Exercise tasks:
1) In the data quality text, what programming language is the QC engine based on?
2) Do these statements agree with the data quality text? Answer yes or no for each, quoting the words that decide it. (a) The QC engine validates data only after annotation. (b) Digital signal processing techniques are used to identify sensor failures. (c) The validation logic compares annotations against sensor data.
3) Write a continuation of the data quality text, starting after its last line.

Text provided:
○ ○ ○ ○ ○

Data Quality & Validation
- Evolve our Python-based QC engine that validates data pre- and post-annotation
- Implement checks for IMU-video time synchronization, sensor health, and measurement consistency
- Apply digital signal processing techniques to identify sensor failures, connectivity issues, and measurement irregularities.
- Develop validation logic comparing annotations against sensor data to ensure temporal alignment.

○ ○ ○ ○ ○

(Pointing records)
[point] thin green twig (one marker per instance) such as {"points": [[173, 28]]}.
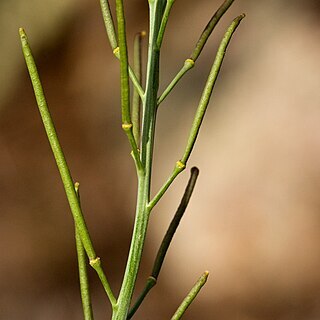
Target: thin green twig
{"points": [[164, 22], [125, 88], [109, 25], [206, 94], [202, 107], [189, 63], [83, 275], [61, 163], [190, 297], [136, 101], [152, 279]]}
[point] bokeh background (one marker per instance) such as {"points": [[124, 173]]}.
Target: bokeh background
{"points": [[254, 218]]}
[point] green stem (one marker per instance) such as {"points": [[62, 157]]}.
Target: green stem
{"points": [[202, 107], [205, 98], [190, 297], [60, 159], [152, 279], [83, 276], [164, 22], [189, 63], [125, 88], [109, 25], [136, 101], [144, 181]]}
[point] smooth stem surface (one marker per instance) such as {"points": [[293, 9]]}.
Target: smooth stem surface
{"points": [[144, 179], [206, 95], [83, 276], [136, 101], [125, 88], [152, 279], [209, 28], [109, 25], [164, 22], [191, 296], [60, 159], [189, 63], [202, 107]]}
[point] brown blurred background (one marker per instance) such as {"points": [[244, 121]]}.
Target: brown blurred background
{"points": [[254, 219]]}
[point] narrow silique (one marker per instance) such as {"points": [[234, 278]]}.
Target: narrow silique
{"points": [[139, 115]]}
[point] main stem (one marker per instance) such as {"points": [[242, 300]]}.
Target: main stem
{"points": [[144, 176]]}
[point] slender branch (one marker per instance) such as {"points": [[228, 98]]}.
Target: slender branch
{"points": [[164, 22], [152, 279], [60, 159], [136, 101], [181, 164], [125, 88], [109, 25], [190, 297], [209, 28], [179, 167], [189, 63], [83, 276], [108, 22], [205, 98], [144, 180]]}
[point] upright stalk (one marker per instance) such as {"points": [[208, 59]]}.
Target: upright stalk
{"points": [[144, 176]]}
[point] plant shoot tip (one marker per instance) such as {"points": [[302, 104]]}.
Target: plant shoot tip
{"points": [[194, 170], [126, 126], [22, 33]]}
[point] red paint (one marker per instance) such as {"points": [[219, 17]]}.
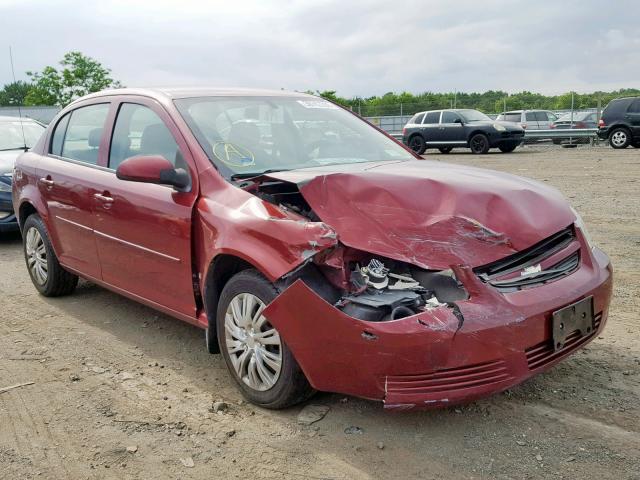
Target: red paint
{"points": [[151, 242], [143, 168]]}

○ ○ ○ ○ ○

Results for the exercise:
1) Python.

2)
(a) No: "validates data pre- and post-annotation"
(b) Yes: "Apply digital signal processing techniques to identify sensor failures"
(c) Yes: "comparing annotations against sensor data"

3)
Analysis & Troubleshooting
- Perform ad-hoc analysis on ~1,200+ workout tasks to classify failure modes
- Identify whether issues stem from pipeline bugs, sensor problems, or annotation errors
- Prioritize engineering work based on data quality impact and coordinate with annotation team on fixes
Tooling and Visualization
- Maintain and extend our NextJS UI serving annotators, data scientists, and stakeholders
- Create visualizations (Chart.js) for QC metrics and signal analysis
- Integrate with LabelStudio annotation interface
What You Bring
Required
- Strong Python programming skills, particularly for data processing pipelines
- Experience with time-series data and digital signal processing
- Comfortable working in Linux environments and deploying/monitoring remote services
- Ability to debug complex multi-component systems (sensors, video, networks, sync)
- Data quality mindset: designing validation rules, tracking metrics, investigating anomalies
- SQL/database experience for managing pipeline metadata
Highly Valued
- Video processing experience (RTSP streams, encoding, OCR)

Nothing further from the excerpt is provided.